**** Data supplied ****

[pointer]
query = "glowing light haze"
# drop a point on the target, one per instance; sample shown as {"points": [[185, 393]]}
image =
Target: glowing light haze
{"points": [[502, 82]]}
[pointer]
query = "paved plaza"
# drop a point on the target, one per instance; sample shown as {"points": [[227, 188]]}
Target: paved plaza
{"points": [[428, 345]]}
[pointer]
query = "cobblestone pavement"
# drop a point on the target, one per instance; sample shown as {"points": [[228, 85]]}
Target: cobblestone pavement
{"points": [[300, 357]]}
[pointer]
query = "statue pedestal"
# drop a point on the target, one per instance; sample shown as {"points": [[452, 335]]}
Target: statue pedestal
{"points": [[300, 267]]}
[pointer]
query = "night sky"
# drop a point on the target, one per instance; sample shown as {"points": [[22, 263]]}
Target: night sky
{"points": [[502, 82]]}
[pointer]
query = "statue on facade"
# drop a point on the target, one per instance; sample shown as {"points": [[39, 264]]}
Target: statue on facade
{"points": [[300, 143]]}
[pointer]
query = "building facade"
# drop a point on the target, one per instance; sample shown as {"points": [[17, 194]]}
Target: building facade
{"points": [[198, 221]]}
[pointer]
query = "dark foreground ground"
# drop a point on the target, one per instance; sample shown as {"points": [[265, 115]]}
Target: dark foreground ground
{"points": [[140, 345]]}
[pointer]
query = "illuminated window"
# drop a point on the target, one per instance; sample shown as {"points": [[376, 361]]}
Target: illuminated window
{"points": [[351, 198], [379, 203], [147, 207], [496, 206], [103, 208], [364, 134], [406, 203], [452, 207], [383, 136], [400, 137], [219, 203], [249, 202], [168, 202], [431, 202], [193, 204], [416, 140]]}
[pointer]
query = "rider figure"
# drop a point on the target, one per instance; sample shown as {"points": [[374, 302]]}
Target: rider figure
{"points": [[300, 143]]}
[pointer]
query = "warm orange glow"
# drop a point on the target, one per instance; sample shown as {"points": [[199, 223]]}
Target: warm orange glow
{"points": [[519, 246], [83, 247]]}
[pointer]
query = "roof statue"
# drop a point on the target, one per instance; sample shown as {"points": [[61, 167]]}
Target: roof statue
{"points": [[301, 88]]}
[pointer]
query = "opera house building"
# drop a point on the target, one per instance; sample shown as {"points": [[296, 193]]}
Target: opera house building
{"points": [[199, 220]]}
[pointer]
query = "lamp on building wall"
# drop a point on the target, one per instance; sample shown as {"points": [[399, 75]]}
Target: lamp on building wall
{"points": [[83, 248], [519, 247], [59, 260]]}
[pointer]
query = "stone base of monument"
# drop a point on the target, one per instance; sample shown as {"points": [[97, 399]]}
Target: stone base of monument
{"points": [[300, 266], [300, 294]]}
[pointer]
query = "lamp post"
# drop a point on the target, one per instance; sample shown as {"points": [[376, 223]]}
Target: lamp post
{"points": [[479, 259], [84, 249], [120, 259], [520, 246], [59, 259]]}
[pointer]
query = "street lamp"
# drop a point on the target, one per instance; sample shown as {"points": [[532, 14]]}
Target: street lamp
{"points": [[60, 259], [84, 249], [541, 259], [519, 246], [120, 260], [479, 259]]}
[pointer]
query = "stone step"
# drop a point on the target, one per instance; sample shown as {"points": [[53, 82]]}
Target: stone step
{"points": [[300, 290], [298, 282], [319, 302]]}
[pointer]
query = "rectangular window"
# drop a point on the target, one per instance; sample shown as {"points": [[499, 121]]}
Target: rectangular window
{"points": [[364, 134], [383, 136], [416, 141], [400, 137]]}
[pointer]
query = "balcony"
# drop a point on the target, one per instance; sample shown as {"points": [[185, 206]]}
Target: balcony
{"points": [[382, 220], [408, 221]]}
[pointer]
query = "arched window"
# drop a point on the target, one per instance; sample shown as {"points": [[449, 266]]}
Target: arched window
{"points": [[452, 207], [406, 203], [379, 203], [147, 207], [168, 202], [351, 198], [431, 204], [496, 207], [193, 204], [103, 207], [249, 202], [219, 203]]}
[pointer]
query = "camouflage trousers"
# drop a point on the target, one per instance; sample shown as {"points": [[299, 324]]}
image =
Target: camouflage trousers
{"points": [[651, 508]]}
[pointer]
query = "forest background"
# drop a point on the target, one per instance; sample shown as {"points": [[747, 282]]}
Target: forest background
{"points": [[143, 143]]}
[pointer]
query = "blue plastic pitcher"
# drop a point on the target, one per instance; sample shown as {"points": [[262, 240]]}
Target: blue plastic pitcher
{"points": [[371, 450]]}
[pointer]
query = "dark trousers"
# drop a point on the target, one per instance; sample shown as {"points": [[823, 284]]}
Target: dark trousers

****

◆ **Written problem**
Which lines in the entries above contain the string "rider", with case taken into account? Pull out every such line and copy it.

◆ **Solved exercise**
query = "rider figure"
Target: rider figure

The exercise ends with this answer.